▸ **OBJECTIVES**
[a] Can you render this sentence from the article about Linda Sarsour and Louis Farrakhan in Spanish: "In the wake of Robert Bowers’ massacre of 11 Jews at prayer, the demand to denounce Farrakhan reemerged with a vengeance."
[b] Based on the article about Linda Sarsour and Louis Farrakhan, what are the answers to these?
(i) Who told reporters she would boycott the Women's March unless its leaders denounced Farrakhan?
(ii) What did Farrakhan call Jews in a video he posted to Twitter?
(iii) In Sarsour's statement, who created the Unity Principles of the Women's March?
[c] Could you carry on the article about Linda Sarsour and Louis Farrakhan, picking up right after its final sentence?

▸ **EXTRACTED TEXT**
On Sunday night, Linda Sarsour, one of the leaders of the Women’s March, broke her silence about Louis Farrakhan.

For over a year, the leaders of the Women’s March including Sarsour, who didn’t respond to a request for an interview, have faced calls to denounce the anti-Semitic, homophobic, transphobic misogynist Farrakhan, calls they have always refused. These calls have waxed and waned with revelations of statements Sarsour and others made praising Farrakhan, as well as Farrakhan’s own penchant for anti-Semitic hate-speech. Most recent in a long history of anti-Semitic remarks, he called Jews termites in a video he posted to Twitter.

In the wake of Robert Bowers’ massacre of 11 Jews at prayer, the demand to denounce Farrakhan reemerged with a vengeance. But this time, it wasn’t only from Jews. The famous actress and activist Alyssa Milano told reporters she would boycott the Women’s March unless its leaders denounced Farrakhan.

Hence a statement on Sunday, in which Sarsour addressed Farrakhan for the first time, and which Milano immediately shared on Twitter.

We have been CRYSTAL CLEAR in BOTH of our statements that we REJECT antisemitism and all forms of racism,” Sarsour wrote, emphasis hers. “We have been CLEAR that Minister Farrakhan has said hateful and hurtful things and that he does not align with our Unity Principles of the Women’s March that were created by Women of Color.”

But the Women’s March hadn’t been clear about these issues in the anemic statements they put out on the topic. At least, it wasn’t clear to Alyssa Milano, to say nothing of the many Jewish activists, many of them on the left, who wished for a more forceful condemnation.

This statement, too, isn’t that. Rather than a simple condemnation, it’s full of self-justification and insulting revisions of recent history.

While Sarsour acknowledges the “real pain, hurt and trauma” that Jews are currently experiencing, it is hard to read the statement and not see the Jewish community as its main antagonist. It casts the leaders of the Women’s March as the victims of a smear campaign organized first by two Jews and then by others who have called for Farrakhan to be denounced in, as Sarsour put it, “oped after oped after oped after oped after quotes from people who want to see their names in print and barely any mention of our contributions when they decided to tear us down.”

▸ **DATASET CONTENT**
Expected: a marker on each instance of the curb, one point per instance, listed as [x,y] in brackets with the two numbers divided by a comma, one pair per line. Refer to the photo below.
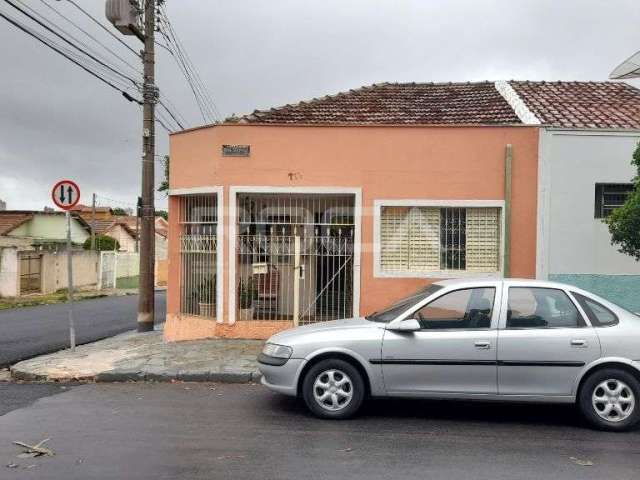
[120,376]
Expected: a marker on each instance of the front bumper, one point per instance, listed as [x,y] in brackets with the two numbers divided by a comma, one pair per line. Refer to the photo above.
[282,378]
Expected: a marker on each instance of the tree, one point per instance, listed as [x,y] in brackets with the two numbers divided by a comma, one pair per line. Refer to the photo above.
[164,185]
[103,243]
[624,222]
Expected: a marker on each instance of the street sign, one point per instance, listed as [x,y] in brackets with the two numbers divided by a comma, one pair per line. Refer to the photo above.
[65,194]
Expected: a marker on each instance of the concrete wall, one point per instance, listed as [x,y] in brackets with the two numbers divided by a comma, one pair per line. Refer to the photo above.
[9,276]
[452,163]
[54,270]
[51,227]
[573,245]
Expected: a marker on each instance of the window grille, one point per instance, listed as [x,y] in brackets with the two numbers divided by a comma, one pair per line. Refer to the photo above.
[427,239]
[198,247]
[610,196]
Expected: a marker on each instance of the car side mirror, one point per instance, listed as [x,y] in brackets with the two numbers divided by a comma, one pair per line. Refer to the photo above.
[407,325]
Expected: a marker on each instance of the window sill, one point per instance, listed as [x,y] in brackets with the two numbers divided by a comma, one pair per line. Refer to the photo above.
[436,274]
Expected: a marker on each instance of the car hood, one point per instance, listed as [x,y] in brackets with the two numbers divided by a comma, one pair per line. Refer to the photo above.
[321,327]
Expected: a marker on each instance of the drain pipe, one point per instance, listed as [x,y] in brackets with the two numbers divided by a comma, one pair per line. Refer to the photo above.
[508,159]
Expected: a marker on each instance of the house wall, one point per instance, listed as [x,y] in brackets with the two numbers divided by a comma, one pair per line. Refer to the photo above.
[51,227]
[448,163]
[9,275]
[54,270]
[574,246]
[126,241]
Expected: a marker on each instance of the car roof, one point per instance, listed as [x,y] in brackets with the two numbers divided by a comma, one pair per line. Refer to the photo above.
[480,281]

▸ **OUTPUTS BY TASK**
[a] Tras la masacre de 11 judíos que rezaban, perpetrada por Robert Bowers, la exigencia de denunciar a Farrakhan resurgió con más fuerza que nunca.

[b]
(i) Alyssa Milano
(ii) Termites
(iii) Women of Color

[c]
The statement reinforces a tragic reality: The Women’s March has positioned itself in an oppositional relationship with the Jewish community. “It’s very clear to me what the underlying issue is,” Sarsour wrote. “I am a bold, outspoken BDS supporting Palestinian Muslim American woman and the opposition’s worst nightmare.”

In so doing, the Women’s March has not only abdicated its responsibility as an intersectional space; it’s erased any sense that it has any responsibilities.


It is certainly true that there has been unfair, even ugly criticism of Sarsour from within the Jewish community. Some of this is straight up Islamophobic. Some of it clearly stems from those uncomfortable with seeing a woman in a hijab achieve power. Other criticisms hinge on Sarsour’s support of the BDS movement, casting this support as anti-Semitic.

It is not. I have written before that Sarsour successfully toes the line of being anti-Zionist without being anti-Semitic. Palestinians and their advocates have every right to pursue a non-violent political strategy to end a violent occupation that dispossesses Palestinians of their rights and property.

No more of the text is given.